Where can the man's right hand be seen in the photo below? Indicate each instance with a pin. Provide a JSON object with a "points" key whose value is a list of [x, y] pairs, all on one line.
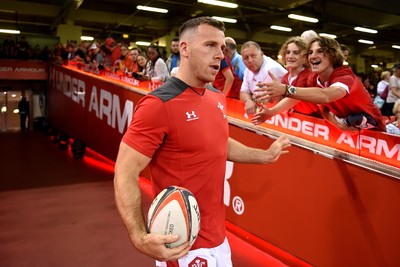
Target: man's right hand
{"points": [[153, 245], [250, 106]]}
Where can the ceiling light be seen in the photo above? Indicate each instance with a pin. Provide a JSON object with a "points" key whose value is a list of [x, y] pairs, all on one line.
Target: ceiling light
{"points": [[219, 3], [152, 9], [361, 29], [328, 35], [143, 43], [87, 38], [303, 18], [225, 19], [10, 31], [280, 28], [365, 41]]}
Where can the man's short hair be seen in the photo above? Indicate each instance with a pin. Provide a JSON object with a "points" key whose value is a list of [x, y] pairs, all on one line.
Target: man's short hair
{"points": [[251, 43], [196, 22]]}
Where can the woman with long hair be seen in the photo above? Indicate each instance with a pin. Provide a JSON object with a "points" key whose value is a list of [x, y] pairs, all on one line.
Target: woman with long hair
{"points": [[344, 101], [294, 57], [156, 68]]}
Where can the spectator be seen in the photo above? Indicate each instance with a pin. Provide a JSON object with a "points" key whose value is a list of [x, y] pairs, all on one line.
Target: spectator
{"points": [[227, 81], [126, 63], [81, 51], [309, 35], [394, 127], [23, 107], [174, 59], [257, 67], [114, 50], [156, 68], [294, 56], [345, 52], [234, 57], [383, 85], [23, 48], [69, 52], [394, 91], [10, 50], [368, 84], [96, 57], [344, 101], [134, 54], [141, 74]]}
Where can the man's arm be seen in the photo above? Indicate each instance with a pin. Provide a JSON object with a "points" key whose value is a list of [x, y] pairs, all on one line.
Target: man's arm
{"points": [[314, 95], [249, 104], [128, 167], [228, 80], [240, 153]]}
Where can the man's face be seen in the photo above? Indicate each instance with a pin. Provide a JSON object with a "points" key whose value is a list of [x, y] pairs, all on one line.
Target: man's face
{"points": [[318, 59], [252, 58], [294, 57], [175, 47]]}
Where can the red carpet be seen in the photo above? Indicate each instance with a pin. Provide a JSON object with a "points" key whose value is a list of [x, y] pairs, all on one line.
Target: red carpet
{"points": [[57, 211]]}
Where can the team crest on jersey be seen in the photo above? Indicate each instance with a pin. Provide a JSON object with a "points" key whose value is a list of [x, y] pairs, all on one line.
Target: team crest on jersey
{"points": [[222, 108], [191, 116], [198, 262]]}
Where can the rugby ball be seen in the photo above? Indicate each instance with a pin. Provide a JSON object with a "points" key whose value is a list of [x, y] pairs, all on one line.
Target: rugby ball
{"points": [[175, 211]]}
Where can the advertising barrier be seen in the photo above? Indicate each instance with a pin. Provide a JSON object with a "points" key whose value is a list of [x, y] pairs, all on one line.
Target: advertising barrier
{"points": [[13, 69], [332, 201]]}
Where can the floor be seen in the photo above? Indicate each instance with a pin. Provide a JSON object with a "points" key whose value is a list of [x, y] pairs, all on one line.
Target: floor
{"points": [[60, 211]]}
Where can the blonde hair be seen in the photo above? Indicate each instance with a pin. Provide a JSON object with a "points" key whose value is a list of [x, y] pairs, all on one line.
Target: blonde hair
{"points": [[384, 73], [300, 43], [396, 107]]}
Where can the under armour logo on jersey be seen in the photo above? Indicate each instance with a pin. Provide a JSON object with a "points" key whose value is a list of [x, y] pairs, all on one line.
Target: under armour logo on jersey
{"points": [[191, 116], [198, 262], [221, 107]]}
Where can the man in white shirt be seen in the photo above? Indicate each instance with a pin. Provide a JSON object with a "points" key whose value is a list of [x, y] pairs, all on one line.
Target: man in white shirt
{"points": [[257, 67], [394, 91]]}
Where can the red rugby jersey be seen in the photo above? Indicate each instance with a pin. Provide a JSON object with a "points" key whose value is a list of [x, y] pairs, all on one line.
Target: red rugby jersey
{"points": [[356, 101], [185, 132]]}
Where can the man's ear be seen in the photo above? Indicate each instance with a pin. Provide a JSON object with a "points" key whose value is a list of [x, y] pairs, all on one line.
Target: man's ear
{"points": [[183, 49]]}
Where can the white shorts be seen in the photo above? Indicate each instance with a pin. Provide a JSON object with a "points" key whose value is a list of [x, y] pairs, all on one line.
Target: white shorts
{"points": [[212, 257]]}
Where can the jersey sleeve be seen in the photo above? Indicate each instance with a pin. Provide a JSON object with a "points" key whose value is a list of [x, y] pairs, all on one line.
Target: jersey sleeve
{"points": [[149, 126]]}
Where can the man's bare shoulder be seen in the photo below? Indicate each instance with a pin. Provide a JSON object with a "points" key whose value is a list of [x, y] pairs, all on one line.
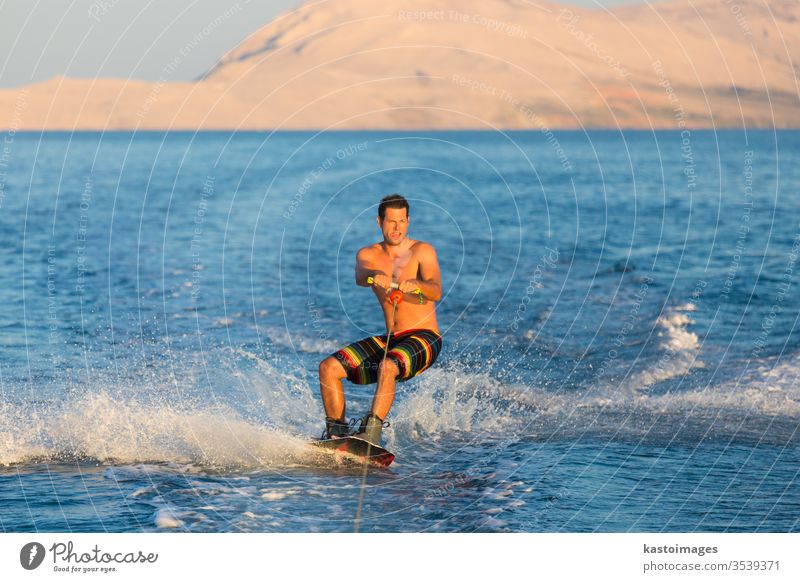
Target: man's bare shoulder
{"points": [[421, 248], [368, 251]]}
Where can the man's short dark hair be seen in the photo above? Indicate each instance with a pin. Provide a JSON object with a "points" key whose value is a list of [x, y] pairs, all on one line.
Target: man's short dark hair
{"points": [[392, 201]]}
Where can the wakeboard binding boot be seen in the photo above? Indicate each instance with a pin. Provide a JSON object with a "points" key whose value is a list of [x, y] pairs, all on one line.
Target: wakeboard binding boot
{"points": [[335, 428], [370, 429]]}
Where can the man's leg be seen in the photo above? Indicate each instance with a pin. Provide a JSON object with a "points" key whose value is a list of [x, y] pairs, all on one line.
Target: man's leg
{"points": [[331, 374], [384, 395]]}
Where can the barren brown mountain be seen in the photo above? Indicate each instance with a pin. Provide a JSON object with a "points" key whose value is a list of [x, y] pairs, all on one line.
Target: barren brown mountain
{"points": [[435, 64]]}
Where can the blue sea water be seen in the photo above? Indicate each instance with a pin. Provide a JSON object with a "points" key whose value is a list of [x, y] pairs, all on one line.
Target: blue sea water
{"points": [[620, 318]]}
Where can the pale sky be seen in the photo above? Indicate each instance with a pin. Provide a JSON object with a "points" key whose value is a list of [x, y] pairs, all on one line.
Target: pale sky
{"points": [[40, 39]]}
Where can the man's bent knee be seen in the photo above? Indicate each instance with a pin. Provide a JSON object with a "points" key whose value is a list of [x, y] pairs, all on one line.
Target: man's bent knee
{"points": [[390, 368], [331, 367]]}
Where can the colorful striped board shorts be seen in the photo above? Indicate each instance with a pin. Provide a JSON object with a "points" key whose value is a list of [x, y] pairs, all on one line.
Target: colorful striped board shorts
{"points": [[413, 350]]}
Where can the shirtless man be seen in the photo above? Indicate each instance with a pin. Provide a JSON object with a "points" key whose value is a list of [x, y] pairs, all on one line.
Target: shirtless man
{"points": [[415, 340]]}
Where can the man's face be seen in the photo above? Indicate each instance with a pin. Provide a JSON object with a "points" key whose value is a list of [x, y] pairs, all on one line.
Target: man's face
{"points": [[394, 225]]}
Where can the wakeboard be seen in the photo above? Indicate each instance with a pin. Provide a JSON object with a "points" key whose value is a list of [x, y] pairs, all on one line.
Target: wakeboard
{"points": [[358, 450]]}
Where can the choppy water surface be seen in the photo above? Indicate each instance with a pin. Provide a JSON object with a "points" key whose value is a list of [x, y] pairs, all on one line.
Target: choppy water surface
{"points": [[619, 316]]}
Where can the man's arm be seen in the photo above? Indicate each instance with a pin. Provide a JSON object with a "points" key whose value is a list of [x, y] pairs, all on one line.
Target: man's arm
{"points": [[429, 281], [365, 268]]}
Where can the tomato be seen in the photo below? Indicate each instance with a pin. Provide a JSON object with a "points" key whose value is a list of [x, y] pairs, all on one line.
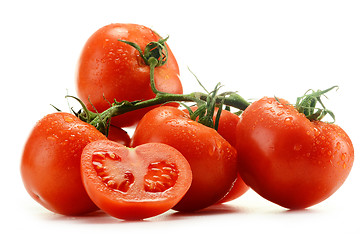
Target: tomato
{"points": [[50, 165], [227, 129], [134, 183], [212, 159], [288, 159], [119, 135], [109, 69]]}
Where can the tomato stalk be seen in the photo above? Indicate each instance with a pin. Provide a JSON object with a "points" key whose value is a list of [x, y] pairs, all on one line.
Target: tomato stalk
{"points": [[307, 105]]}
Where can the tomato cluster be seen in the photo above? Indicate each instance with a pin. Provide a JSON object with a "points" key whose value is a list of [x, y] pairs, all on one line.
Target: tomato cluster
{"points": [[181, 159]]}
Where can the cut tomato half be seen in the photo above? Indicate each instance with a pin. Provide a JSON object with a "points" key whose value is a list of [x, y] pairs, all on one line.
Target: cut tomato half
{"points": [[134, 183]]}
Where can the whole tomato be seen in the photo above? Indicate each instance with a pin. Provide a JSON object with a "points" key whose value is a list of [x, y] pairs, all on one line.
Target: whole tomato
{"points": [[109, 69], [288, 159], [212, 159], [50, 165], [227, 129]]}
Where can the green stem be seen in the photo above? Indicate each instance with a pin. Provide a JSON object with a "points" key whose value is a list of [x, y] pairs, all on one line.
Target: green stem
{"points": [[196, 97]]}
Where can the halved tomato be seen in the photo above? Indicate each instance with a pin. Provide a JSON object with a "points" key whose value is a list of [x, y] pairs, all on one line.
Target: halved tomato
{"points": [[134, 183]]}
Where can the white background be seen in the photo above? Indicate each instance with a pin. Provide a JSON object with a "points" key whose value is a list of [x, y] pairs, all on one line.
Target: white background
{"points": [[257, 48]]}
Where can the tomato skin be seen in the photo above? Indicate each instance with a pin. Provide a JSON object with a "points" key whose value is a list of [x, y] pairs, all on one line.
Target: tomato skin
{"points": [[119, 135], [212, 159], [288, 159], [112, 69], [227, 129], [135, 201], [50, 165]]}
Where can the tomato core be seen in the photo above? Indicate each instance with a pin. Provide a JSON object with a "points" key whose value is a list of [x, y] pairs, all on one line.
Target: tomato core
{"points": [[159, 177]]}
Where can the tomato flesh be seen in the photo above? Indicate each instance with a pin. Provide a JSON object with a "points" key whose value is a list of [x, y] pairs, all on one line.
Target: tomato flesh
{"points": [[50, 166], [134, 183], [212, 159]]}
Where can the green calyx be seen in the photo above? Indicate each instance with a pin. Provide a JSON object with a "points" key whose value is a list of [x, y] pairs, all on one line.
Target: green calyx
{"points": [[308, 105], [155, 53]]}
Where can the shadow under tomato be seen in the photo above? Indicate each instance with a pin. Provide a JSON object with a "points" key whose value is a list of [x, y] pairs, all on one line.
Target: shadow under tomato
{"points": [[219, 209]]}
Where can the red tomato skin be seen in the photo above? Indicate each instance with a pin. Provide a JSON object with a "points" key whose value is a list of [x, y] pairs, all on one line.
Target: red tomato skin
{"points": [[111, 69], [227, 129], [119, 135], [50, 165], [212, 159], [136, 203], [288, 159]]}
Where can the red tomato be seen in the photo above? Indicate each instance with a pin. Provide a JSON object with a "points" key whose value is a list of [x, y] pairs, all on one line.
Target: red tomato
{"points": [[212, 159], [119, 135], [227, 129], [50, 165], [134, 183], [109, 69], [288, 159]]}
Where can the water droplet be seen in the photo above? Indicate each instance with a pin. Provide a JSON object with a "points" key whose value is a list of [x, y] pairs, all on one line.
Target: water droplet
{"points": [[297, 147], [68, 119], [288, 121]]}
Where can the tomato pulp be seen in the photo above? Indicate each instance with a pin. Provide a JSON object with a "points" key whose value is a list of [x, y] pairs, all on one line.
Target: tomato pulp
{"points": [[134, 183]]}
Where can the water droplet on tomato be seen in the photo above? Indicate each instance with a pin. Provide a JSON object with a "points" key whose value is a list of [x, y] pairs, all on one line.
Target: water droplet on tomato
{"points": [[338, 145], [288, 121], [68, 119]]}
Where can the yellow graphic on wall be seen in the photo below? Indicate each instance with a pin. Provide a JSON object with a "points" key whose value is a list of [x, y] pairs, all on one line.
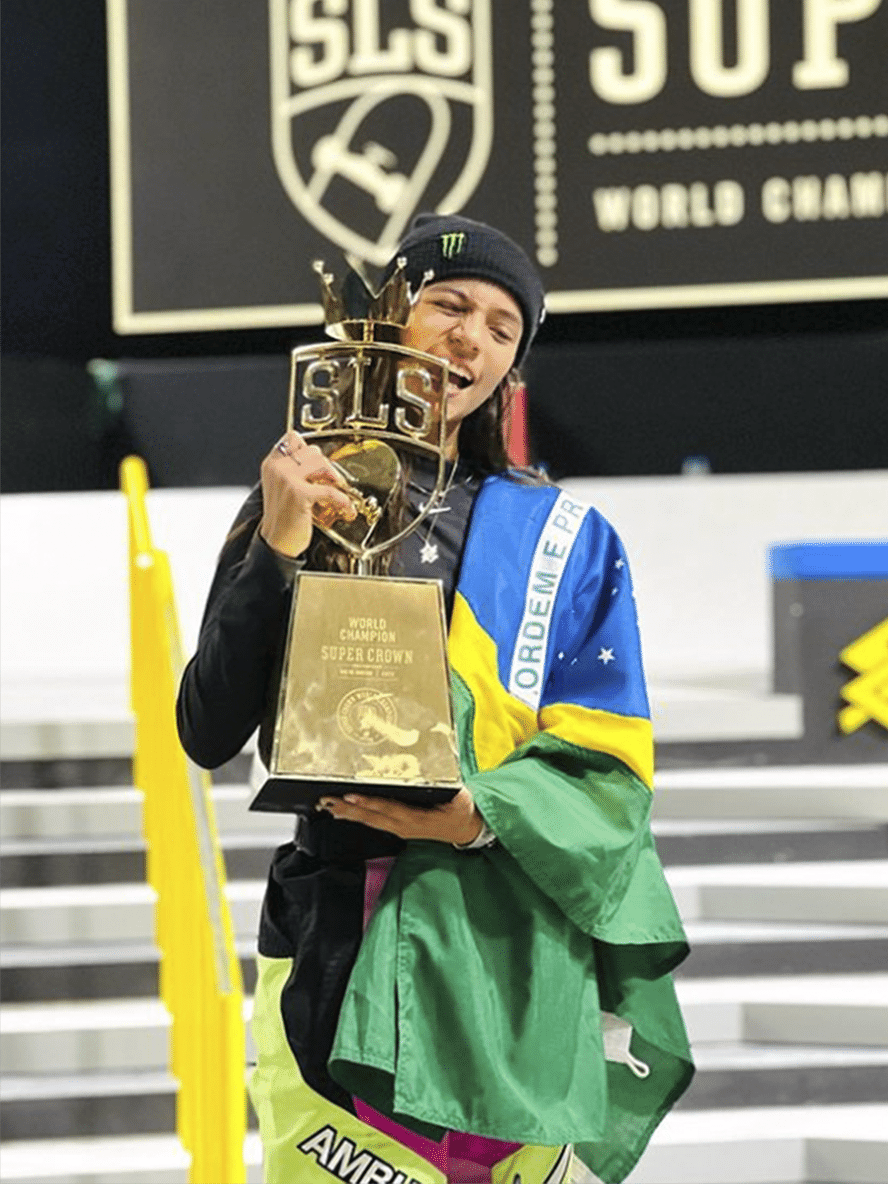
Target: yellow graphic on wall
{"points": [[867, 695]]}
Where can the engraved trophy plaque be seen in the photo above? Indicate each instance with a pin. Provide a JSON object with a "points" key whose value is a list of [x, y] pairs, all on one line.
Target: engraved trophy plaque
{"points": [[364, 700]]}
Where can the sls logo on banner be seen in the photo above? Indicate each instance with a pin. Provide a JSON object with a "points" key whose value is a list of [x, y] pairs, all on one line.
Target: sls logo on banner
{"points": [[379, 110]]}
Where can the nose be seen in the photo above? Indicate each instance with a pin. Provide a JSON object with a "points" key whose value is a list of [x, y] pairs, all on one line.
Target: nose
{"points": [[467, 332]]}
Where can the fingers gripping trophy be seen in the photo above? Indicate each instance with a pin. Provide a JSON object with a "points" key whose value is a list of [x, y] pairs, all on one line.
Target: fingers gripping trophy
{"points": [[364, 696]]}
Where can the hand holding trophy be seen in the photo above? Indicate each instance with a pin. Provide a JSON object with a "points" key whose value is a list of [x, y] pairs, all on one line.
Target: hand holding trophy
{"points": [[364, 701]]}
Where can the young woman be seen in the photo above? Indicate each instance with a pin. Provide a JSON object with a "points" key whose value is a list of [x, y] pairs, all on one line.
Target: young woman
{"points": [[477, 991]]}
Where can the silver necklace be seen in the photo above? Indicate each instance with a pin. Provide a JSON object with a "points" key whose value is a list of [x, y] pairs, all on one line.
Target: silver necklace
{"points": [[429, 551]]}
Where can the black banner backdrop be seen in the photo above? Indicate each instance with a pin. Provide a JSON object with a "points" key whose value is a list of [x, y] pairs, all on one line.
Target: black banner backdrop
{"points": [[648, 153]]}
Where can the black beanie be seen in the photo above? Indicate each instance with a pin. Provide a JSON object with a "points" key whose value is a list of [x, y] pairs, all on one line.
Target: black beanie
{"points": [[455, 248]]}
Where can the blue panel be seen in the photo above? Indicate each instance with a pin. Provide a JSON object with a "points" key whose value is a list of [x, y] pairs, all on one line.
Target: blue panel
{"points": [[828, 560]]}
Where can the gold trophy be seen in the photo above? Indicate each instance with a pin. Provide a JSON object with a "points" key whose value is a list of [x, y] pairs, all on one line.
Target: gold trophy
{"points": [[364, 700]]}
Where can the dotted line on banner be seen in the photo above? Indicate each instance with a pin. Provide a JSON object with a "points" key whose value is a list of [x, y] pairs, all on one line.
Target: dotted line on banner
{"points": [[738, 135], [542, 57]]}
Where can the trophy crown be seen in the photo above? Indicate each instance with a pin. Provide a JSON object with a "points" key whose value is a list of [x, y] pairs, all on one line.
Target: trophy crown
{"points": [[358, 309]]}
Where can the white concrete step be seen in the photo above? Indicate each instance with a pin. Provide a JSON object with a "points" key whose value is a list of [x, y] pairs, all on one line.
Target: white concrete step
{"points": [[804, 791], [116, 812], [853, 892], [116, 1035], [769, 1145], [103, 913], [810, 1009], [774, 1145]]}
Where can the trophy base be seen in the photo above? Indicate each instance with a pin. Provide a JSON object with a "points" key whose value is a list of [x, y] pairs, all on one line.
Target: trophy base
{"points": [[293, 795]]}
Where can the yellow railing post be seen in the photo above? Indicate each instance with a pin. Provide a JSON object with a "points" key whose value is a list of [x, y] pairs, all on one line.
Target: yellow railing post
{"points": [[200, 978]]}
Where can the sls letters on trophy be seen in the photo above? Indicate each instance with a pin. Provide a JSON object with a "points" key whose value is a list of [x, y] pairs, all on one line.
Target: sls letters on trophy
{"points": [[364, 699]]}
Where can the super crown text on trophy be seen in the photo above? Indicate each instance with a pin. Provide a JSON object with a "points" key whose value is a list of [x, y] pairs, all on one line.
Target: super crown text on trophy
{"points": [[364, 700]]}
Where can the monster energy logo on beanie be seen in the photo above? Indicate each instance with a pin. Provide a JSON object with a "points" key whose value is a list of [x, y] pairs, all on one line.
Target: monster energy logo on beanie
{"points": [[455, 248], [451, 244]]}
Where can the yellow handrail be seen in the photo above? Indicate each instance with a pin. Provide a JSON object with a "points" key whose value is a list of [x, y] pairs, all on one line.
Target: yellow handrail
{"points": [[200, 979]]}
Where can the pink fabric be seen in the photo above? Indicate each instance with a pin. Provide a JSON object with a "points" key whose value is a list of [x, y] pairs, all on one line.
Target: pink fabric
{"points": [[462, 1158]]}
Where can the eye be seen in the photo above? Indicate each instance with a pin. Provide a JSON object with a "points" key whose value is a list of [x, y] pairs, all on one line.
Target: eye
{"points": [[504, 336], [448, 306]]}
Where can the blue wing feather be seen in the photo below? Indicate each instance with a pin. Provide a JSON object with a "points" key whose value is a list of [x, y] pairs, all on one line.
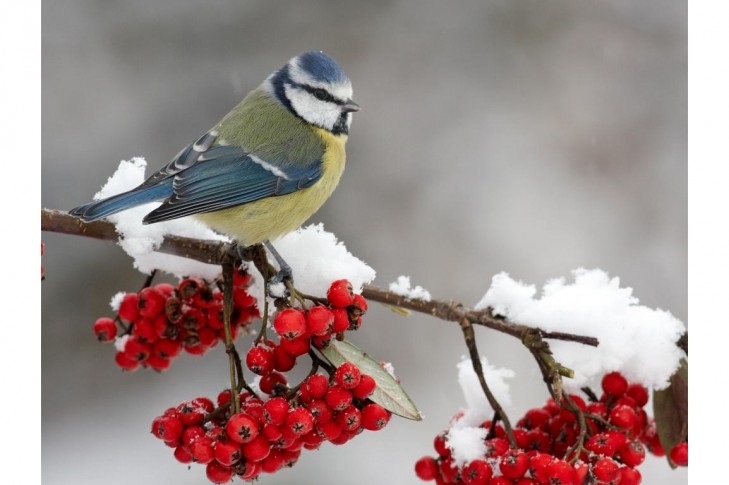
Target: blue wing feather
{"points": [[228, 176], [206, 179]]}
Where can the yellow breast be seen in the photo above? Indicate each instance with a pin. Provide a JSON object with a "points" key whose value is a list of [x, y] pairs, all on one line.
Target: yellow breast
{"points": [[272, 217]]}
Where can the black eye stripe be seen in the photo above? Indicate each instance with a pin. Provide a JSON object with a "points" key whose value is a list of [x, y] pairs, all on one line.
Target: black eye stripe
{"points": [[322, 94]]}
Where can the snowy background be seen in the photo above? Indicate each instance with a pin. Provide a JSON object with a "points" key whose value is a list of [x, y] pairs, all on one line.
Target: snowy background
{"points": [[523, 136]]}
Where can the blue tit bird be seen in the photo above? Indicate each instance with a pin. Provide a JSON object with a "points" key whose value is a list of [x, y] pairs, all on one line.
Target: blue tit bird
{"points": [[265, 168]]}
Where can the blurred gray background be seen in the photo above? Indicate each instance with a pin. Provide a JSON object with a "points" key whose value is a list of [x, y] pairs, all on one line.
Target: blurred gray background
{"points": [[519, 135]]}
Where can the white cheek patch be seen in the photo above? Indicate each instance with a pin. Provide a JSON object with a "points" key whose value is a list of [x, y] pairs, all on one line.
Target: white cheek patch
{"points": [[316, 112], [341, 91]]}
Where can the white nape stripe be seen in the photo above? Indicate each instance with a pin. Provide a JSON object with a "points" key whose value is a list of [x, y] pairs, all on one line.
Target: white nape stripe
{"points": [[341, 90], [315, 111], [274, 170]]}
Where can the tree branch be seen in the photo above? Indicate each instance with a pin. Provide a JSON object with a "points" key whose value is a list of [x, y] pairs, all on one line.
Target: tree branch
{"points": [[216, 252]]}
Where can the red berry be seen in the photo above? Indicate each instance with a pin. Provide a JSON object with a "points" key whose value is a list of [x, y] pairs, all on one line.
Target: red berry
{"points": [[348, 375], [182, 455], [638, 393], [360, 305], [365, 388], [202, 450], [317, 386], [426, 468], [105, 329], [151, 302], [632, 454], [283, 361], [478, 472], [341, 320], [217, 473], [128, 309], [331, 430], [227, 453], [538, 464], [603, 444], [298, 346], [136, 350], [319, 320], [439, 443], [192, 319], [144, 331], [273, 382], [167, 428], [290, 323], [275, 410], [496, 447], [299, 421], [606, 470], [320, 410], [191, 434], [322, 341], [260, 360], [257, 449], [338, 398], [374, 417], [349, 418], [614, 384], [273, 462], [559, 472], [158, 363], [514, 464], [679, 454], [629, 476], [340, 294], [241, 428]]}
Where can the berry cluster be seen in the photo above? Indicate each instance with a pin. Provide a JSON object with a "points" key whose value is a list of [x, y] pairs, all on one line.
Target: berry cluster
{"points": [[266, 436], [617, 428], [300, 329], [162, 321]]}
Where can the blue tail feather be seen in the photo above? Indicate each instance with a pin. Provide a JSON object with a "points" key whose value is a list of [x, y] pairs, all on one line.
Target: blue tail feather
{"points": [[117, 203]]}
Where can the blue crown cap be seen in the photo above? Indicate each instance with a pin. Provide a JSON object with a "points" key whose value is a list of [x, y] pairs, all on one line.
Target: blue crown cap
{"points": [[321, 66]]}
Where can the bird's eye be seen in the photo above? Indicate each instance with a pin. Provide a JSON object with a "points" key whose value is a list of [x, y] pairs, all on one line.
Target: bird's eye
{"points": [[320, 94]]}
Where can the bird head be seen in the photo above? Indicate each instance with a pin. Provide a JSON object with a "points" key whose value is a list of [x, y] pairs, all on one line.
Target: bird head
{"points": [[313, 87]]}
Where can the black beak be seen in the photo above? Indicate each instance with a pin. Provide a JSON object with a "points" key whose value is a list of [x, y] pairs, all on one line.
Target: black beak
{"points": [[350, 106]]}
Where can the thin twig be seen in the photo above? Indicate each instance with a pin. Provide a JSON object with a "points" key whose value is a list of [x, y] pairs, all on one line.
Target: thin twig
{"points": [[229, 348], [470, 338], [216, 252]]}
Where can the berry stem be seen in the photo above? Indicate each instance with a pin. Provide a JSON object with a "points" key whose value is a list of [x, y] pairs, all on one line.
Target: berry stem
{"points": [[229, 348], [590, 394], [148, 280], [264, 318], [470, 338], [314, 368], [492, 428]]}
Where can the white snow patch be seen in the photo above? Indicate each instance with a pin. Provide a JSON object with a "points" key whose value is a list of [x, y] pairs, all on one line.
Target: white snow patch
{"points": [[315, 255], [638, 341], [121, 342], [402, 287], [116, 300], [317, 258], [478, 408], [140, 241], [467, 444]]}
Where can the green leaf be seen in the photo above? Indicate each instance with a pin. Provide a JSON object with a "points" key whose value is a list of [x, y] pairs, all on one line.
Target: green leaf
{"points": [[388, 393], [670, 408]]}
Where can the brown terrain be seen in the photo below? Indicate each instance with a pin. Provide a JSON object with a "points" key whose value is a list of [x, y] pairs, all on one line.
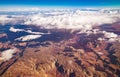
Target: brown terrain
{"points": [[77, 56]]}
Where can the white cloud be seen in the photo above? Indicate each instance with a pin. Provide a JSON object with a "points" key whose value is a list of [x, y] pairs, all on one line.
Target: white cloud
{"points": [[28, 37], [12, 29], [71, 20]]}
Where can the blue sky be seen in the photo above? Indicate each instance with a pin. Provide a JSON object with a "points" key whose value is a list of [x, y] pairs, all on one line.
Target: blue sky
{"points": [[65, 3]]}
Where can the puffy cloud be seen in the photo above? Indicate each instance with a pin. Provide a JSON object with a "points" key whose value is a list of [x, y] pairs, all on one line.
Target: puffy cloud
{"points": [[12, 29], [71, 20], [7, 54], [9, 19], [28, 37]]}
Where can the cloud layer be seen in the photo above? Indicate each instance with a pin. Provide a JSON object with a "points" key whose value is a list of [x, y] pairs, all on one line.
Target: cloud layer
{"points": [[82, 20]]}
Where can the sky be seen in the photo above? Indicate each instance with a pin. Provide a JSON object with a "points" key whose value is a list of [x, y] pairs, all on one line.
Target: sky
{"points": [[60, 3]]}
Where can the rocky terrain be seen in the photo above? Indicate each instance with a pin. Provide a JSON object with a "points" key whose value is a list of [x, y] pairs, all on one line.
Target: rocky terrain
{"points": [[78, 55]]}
───
### BRIEF
In the records above, find the line containing "Where can the brown". Reproduce it and every line after it through the last line, omitting pictures.

### THE RESULT
Where can the brown terrain be seen in the photo below? Indicate each instance with a pin. Provide a JSON object with a "points" key whose value is a list of [x, y] pairs, all on one line.
Target: brown terrain
{"points": [[77, 56]]}
Where can the white cloud be seen in the photo above? Indicate each instance with a pin. Provide a JSON object with a "points" key whose value is a list of [x, y] pairs, all on one line.
Target: white cloud
{"points": [[28, 37], [12, 29], [71, 20]]}
Where can the blue sky be seen in the photo above? Indicate each instance with a pin. Provide a JSON object with a "points" key whose value is a list of [x, y] pairs, all on one line.
Target: blue sky
{"points": [[65, 3]]}
Where can the puffy cloud be seen in the photo above? Indicate each instance with a pin. Provide a JSON object with a "points" key whose value is a list of [x, y] pairs, all on one line.
Target: puffy cloud
{"points": [[12, 29], [71, 20], [7, 54], [9, 19], [28, 37]]}
Where can the cloud layer be seen in the photo above? Indicate each instance with a pin. Provide a JSON object with a "points" key whose value is a list of [x, y] pairs, all on one line.
Target: cloud layer
{"points": [[82, 20]]}
Where can the sky be seen in the photo above? Indicate each instance with a pin. Provide a JSON object with a "points" key whose value is a list of [x, y] pairs, all on one line.
Target: sky
{"points": [[60, 3]]}
Where can the rocky terrain be seen in the photo above? Indicate each instance with a pin. Provide a JSON object with a "points" key whose value is a list of [x, y] pairs, all on one line.
Target: rocky terrain
{"points": [[78, 55]]}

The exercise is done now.